** Opening Reading passage block **

Most surveys over the past several days, including those run by the major broadcasters, showed Lee a few percentage points in the lead outside the margin of error over Yoon, who previously held a slight advantage over Lee in opinion polls, with increased support for Ahn, who has generally remained in a distant third.
In a survey released by Hankook Research Saturday, Lee received 34.3 percent support, Yoon 28.7 percent, Ahn 9 percent and the Justice Party's candidate Sim Sang-jeung 4.5 percent. The poll was conducted on 1,005 voters nationwide over Wednesday and Thursday and was within a margin of error of 3.1 percentage points.
Of respondents favoring an opposition candidate, 64.8 percent were in favor of a merger between Yoon and Ahn.
A Research and Research opinion poll Friday put Lee in the lead at 35.5 percent, followed by Yoon at 30.9 percent, Ahn at 10.3 percent and Sim at 4.1 percent. The survey was conducted from Dec. 27 to 29 on 1,013 adults 18 and over nationwide.
It marked the first time Ahn has reached a two-digit approval rating since he announced his candidacy. Ahn received the highest support from the crucial demographic of voters in their 20s, with 21.4 percent, compared to 18.3 percent for Lee and 16.6 percent for Yoon.

** Closing Reading passage block **
** Opening Dataset records block **

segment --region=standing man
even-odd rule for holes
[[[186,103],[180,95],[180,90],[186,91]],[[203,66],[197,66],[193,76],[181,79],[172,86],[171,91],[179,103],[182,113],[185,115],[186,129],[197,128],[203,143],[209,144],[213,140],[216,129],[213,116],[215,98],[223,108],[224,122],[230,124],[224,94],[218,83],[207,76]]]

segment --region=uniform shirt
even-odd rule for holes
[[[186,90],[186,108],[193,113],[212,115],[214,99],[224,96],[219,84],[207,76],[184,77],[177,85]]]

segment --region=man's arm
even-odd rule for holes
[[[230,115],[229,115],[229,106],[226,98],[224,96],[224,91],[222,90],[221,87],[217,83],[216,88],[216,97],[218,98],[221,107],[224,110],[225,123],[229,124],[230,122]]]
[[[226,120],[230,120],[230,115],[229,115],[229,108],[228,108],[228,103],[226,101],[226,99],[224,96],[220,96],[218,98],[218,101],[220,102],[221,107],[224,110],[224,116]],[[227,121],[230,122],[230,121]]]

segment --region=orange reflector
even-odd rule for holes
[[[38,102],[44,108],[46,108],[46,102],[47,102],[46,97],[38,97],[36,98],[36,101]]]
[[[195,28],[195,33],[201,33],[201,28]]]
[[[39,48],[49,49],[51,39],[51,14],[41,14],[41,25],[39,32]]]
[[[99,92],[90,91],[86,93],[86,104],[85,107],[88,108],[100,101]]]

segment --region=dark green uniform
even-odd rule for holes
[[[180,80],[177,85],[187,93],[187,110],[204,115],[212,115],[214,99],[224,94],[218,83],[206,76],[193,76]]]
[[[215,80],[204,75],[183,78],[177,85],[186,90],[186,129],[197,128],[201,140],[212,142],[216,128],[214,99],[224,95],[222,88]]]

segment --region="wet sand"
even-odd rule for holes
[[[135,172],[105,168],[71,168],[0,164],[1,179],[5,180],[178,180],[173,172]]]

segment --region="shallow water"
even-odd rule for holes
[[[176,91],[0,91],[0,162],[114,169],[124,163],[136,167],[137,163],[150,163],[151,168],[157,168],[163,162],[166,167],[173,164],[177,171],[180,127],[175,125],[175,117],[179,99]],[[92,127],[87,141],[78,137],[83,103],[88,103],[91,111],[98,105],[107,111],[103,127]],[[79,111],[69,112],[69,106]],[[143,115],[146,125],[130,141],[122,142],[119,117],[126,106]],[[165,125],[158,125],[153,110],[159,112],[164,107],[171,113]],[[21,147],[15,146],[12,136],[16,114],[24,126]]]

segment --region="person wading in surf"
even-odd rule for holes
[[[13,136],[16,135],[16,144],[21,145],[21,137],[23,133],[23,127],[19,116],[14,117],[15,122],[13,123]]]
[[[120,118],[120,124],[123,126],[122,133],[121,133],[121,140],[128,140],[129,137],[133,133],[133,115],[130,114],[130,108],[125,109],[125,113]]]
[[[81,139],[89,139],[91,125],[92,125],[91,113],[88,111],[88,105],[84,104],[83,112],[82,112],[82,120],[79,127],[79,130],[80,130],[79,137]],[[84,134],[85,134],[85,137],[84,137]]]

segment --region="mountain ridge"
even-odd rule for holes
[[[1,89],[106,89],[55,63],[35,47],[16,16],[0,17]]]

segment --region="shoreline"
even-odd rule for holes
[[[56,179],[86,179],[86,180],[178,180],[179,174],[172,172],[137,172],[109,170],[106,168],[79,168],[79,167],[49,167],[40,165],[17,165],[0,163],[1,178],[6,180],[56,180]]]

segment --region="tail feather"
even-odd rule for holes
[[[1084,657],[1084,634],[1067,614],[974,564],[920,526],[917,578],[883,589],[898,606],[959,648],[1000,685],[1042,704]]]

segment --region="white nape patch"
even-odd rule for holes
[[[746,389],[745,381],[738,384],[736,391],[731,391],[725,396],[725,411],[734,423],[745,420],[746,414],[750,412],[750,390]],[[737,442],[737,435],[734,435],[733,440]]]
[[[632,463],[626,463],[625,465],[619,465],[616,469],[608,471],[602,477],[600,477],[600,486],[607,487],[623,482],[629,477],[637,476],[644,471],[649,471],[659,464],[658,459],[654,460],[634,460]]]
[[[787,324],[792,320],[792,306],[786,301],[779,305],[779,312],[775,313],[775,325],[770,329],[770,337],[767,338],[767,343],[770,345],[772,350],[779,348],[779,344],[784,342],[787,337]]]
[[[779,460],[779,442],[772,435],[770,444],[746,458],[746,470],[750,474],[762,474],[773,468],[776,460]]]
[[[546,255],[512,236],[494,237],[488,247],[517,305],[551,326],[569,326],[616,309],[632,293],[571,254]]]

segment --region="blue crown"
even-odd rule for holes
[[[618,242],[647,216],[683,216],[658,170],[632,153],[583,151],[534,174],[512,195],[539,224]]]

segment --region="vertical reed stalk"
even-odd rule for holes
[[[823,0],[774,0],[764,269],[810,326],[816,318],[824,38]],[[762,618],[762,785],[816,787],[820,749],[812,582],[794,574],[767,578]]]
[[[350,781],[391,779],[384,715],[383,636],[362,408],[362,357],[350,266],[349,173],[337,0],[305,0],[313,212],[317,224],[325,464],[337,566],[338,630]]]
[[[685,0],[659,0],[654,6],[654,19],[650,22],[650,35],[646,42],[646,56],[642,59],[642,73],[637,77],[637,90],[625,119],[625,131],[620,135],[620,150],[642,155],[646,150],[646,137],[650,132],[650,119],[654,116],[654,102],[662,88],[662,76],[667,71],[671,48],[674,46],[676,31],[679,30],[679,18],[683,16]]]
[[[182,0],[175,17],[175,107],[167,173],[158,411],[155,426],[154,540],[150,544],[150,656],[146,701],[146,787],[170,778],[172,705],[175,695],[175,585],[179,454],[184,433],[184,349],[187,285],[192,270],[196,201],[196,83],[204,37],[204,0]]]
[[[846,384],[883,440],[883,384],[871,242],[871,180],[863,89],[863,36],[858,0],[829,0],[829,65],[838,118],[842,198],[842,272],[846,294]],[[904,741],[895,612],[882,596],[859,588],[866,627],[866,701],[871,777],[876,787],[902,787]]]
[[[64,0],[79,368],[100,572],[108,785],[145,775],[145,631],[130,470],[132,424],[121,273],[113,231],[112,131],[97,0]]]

** Closing Dataset records block **

* Directions
Using the election poll passage above, state what percentage of voters in their 20s supported Ahn in the Research and Research poll.

* The completed task
21.4 percent